> [Problems to work on]:
• a. In the passage about Queen Soraya Tarzi, where and in what year was she born?
• b. Extend the passage about Queen Soraya Tarzi, picking up after its final sentence.

When King Amanullah Khan, Afghanistan’s progressive monarch, returned from his travels through Europe, the Soviet Union, and Turkey, a fresh wind of reform began to blow through the country. In 1928, he convened a Loya Jirga with 1,100 participants in Paghman, Kabul, to discuss his plans for governance and legal reforms.

But what immortalized this historic assembly was not just its political decisions — it was Queen Soraya Tarzi appearing unveiled in public for the first time. At the close of the gathering, the King ordered the women of Afghanistan to follow the Queen’s example.

Soraya, daughter of the enlightened Afghan intellectual Mahmud Tarzi, was born in exile in Damascus in 1899. Educated by her father and influenced by modern ideas in Syria and Turkey, she returned to Kabul when her family’s exile ended and married Amanullah Khan — a man who assumed power in 1919 after his father’s death and crowned Soraya as queen.

> [Excerpts from a dataset]:
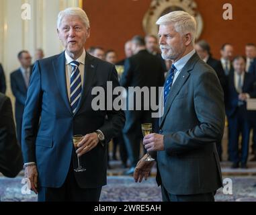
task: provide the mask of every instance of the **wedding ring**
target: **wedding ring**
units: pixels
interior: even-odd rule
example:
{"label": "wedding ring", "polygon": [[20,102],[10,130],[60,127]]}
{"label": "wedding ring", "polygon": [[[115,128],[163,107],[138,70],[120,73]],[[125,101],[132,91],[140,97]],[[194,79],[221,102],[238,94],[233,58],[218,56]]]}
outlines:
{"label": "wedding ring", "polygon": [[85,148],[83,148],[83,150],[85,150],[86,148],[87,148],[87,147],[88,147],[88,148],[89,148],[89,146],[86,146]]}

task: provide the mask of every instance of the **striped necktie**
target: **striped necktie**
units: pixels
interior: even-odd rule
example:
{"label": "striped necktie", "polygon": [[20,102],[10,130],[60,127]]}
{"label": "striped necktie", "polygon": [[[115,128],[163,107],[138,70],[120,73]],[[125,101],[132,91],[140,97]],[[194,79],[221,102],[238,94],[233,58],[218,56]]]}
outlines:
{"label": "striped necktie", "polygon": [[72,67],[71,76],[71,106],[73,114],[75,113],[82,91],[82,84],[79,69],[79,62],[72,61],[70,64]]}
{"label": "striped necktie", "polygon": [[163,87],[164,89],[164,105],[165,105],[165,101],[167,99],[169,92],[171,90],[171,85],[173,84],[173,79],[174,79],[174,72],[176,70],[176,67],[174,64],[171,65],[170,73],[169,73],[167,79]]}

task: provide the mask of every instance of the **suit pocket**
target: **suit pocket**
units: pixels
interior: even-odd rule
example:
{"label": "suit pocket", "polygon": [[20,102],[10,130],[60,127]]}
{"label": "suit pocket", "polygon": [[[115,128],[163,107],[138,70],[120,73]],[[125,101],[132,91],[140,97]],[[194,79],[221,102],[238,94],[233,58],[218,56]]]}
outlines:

> [Exercise answers]:
• a. She was born in exile in Damascus in 1899.

• b.
Soraya quickly became an iconic figure in Afghanistan’s social reforms. She appeared beside the King at public events and on foreign trips, encouraged women to pursue education and independence, and championed the establishment of the first girls’ school, the first women’s hospital, and the first women’s magazine in the country.

However, fierce opposition from traditionalists eventually forced the King and Queen to abdicate. In 1929, they went into exile in Italy. Soraya died on February 20, 1968, in Rome. Her remains were later brought back to Afghanistan and buried in Jalalabad beside King Amanullah’s tomb.

In 2020, Time magazine named her among the 100 most influential women of the century and published her portrait — a reminder of a woman ahead of her time, who broke through walls of silence.